## [What the task asks]
Copy out the material below word for word, starting at the line that contains "search: grass patch" and continuing through its last line.

## [Data for this exercise]
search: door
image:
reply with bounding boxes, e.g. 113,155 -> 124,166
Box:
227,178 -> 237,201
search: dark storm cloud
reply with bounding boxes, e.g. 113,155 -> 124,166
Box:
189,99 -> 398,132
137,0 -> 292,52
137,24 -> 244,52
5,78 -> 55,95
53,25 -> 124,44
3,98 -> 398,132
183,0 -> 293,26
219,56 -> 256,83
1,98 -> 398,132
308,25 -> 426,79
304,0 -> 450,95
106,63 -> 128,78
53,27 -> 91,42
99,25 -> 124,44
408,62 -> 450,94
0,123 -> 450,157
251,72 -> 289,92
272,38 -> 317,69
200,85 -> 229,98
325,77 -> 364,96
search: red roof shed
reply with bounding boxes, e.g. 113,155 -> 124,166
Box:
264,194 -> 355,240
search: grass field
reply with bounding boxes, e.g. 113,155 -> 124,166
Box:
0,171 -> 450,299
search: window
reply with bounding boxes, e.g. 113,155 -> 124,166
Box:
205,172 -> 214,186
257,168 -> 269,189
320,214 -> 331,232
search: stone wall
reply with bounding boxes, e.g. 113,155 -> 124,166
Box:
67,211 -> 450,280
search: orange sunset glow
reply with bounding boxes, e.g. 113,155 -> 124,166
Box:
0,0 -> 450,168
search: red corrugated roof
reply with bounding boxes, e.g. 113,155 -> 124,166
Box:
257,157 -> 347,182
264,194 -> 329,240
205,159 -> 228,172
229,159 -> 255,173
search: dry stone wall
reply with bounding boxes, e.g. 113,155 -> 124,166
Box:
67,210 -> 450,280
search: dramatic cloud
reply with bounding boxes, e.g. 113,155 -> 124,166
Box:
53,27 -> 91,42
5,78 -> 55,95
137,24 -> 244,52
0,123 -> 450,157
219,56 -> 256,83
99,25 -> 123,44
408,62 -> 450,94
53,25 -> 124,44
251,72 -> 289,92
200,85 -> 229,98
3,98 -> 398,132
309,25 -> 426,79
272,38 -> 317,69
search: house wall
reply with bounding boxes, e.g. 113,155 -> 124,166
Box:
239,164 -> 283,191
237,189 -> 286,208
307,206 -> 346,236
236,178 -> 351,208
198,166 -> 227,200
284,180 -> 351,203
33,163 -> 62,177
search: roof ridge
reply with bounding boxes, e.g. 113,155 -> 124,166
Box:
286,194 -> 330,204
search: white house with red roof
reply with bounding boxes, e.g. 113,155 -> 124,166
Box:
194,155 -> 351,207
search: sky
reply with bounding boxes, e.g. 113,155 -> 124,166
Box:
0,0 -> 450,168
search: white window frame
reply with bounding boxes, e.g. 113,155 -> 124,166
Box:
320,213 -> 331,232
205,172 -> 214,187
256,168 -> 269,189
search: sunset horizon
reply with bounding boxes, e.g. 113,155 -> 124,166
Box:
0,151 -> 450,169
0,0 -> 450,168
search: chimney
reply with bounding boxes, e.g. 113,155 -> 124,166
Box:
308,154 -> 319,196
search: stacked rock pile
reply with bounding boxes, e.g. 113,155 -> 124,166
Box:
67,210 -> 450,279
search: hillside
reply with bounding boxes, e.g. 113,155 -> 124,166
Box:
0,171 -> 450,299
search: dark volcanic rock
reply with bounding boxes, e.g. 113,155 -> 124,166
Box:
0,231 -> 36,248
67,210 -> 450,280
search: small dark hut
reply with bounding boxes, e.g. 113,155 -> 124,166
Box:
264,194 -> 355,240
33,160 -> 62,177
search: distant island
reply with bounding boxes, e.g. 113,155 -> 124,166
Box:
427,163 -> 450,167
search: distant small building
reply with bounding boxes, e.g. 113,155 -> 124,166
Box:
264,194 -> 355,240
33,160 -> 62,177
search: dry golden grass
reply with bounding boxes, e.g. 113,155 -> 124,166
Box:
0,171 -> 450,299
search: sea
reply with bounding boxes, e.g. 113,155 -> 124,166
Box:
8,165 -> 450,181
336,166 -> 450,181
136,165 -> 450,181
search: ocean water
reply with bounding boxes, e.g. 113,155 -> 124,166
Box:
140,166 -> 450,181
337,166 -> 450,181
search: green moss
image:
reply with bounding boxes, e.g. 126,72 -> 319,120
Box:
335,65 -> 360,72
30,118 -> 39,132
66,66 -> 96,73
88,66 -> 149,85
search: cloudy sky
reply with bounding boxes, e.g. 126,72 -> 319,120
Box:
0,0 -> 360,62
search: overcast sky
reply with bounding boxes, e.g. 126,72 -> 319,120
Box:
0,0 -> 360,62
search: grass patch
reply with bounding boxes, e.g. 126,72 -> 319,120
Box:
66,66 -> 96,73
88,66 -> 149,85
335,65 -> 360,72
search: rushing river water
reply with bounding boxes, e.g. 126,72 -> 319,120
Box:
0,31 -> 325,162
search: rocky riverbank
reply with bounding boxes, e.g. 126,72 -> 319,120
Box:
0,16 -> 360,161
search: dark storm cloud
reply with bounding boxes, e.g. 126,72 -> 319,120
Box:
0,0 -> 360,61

## [Exercise output]
search: grass patch
reply with bounding boxes, e.g. 126,72 -> 319,120
Box:
66,66 -> 96,73
88,66 -> 149,85
335,65 -> 360,72
search: rushing river water
reply with bounding boxes, e.g. 126,72 -> 319,120
Box:
0,31 -> 325,162
search: rocky riverbank
reply with bounding boxes, e.g. 126,72 -> 319,120
Box:
0,16 -> 360,161
search: dark storm cloud
reply with bounding boxes, e.g. 126,72 -> 319,120
Box:
0,0 -> 360,61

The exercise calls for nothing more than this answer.